• GOAL: Reproduce verbatim every line of the rows below, from the line containing "Study the image above carefully. Whereabouts is the red" down through the final row.

————

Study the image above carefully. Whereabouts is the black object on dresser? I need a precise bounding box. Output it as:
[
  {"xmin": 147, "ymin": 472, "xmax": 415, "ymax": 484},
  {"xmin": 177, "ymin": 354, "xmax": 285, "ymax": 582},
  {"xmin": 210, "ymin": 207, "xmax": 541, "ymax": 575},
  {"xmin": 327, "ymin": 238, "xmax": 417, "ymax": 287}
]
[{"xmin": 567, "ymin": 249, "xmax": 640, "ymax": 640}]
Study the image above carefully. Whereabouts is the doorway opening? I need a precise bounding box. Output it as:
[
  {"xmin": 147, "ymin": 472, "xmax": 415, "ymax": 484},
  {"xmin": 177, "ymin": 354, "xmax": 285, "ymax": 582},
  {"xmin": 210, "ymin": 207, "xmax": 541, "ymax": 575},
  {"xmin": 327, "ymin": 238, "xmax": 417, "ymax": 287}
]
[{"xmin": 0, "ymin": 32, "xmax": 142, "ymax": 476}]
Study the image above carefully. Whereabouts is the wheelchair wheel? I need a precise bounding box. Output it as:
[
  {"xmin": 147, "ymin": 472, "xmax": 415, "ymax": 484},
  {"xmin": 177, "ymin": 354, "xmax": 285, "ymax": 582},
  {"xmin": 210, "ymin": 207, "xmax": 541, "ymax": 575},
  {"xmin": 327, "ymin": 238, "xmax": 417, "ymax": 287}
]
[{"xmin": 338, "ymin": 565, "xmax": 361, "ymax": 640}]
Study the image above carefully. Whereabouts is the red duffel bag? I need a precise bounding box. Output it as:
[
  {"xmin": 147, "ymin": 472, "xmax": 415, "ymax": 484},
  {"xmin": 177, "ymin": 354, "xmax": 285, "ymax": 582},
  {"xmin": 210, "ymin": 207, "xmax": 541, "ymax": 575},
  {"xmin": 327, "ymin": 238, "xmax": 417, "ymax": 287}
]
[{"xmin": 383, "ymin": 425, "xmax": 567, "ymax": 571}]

————

• WRITTEN ANSWER:
Study the image above carefully. Whereabouts is the red duffel bag? I need a precise bounding box. Output it as:
[
  {"xmin": 147, "ymin": 472, "xmax": 415, "ymax": 484},
  {"xmin": 177, "ymin": 354, "xmax": 285, "ymax": 582},
  {"xmin": 210, "ymin": 207, "xmax": 541, "ymax": 575},
  {"xmin": 327, "ymin": 238, "xmax": 417, "ymax": 287}
]
[{"xmin": 383, "ymin": 425, "xmax": 567, "ymax": 571}]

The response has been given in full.